Text provided:

^^^^

24. Describe why you would not use a SET statement and an INFILE statement to refer to the same data in a DATA step.
25. Explain why the following assignment statement is incorrect for creating a numeric variable X that has a missing value.
X = ‘.’;
26. Is there a difference between calculating the mean of three variables using a function compared to calculating the mean using an assignment statement as shown in the following code? Explain your answer.
Avg1 = MEAN(X1,X2,X3);
Avg2 = (X1 + X2 + X3) / 3;
27. Would there be any advantage to using the UPCASE, LOWCASE, or PROPCASE functions when working with messy character data? Explain your answer.
28. An elementary school is holding a public fun run for children and adults as a fundraiser. Runners will start at different times based on age, and must be at least four years old. The following code classifies runners into three groups. Rewrite the code so that once a runner is assigned to a group, SAS will skip the rest of the statements. In addition, make sure that anyone who does not fit into one of the age groups or has a missing value for age is assigned to a fourth group of entrants who require follow-up.
** Assign runners to groups 1-3 based on age;
IF 4 <= Age < 9 THEN Group = 1;
IF 9 <= Age < 13 THEN Group = 2;
IF Age >= 13 THEN Group = 3;
29. The following portion of code was used to classify patients into stroke risk groups based on their smoking status and blood pressure measurements. Rewrite the code so that it is less repetitive and will keep SAS from checking every condition for every observation. In addition, make sure that patients who fall into more than one group, based on their systolic blood pressure and diastolic blood pressure, will be placed in the group with the highest risk. Add code that will create an unknown risk group for patients with any data that do not fall into the specified ranges.
** for smokers;
IF Smoke > 0 AND (0 < Sbp < 120 AND 0 < Dbp < 80)
THEN Risk = ‘Medium’;
IF Smoke > 0 AND (120 <= Sbp < 140 OR
80 <= Dbp < 90)
THEN Risk = ‘High’;
IF Smoke > 0 AND (Sbp >= 140 OR Dbp >= 90)
THEN Risk = ‘Severe’;
** for non-smokers;
IF Smoke = 0 AND (0 < Sbp < 120 AND 0 < Dbp < 80)
THEN Risk = ‘Low’;
IF Smoke = 0 AND (120 <= Sbp < 140 OR
80 <= Dbp < 90)
THEN Risk = ‘Medium’;
IF Smoke = 0 AND (Sbp >= 140 OR Dbp >= 90)
THEN Risk = ‘High’;
30. Suppose that you have an extremely large data set that contains banking transaction records for branches across the United States, with the majority of records coming from the northeastern states. Your task is to group the records into regions based on the state where the transaction occurred. Discuss how you can accomplish this grouping as efficiently as possible.
31. Describe one potential pitfall of using an ELSE statement instead of an ELSE IF statement.

^^^^

Given entries:
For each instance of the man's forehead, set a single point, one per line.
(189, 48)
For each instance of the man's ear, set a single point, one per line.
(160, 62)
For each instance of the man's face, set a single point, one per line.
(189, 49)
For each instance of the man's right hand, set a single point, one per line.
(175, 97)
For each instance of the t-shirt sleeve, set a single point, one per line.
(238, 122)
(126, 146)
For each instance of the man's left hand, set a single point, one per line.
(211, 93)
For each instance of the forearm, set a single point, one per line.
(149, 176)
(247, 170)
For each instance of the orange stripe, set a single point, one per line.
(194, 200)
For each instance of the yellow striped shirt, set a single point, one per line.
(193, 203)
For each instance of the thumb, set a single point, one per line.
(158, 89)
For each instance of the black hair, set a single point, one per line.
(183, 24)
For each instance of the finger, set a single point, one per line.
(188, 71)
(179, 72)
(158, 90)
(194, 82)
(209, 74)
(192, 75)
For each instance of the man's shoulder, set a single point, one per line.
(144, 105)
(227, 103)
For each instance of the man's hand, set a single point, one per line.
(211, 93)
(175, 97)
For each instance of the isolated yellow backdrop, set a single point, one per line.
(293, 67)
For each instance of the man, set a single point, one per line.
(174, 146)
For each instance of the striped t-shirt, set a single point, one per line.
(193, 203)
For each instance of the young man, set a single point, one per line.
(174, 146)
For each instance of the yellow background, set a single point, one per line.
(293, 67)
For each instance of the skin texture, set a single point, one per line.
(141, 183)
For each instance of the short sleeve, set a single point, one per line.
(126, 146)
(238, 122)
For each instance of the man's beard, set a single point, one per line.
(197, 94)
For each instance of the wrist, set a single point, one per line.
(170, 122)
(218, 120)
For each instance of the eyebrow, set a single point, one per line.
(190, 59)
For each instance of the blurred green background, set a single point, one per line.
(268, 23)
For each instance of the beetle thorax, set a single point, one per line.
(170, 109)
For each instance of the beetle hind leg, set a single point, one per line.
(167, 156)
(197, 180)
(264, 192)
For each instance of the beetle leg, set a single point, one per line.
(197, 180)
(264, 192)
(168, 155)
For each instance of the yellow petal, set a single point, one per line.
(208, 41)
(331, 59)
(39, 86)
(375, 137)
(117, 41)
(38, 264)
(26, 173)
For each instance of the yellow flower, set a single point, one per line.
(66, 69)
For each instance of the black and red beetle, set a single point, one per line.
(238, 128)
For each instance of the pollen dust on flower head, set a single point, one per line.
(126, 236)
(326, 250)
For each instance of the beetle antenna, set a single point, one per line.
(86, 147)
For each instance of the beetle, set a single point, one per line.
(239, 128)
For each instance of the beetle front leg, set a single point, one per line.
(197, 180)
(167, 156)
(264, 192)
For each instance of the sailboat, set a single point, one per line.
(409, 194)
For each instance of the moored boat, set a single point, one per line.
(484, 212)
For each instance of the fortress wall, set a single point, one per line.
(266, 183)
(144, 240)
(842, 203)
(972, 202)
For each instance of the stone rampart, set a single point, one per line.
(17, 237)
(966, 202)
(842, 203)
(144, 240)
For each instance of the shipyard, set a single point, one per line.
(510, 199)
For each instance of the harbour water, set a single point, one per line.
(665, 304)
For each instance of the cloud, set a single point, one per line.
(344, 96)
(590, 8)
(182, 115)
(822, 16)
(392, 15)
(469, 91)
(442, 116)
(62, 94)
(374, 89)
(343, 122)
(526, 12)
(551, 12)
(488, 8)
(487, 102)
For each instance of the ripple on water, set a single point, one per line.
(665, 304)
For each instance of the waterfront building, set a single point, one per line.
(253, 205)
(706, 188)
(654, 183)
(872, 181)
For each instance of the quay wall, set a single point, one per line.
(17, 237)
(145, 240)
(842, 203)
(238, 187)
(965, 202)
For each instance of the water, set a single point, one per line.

^^^^

Reproduce the portion of the SAS exercise text above between "THEN Risk = ‘Severe’;" and "Smoke = 0 AND (Sbp >= 140 OR Dbp >= 90)", inclusive.

THEN Risk = ‘Severe’;
** for non-smokers;
IF Smoke = 0 AND (0 < Sbp < 120 AND 0 < Dbp < 80)
THEN Risk = ‘Low’;
IF Smoke = 0 AND (120 <= Sbp < 140 OR
80 <= Dbp < 90)
THEN Risk = ‘Medium’;
IF Smoke = 0 AND (Sbp >= 140 OR Dbp >= 90)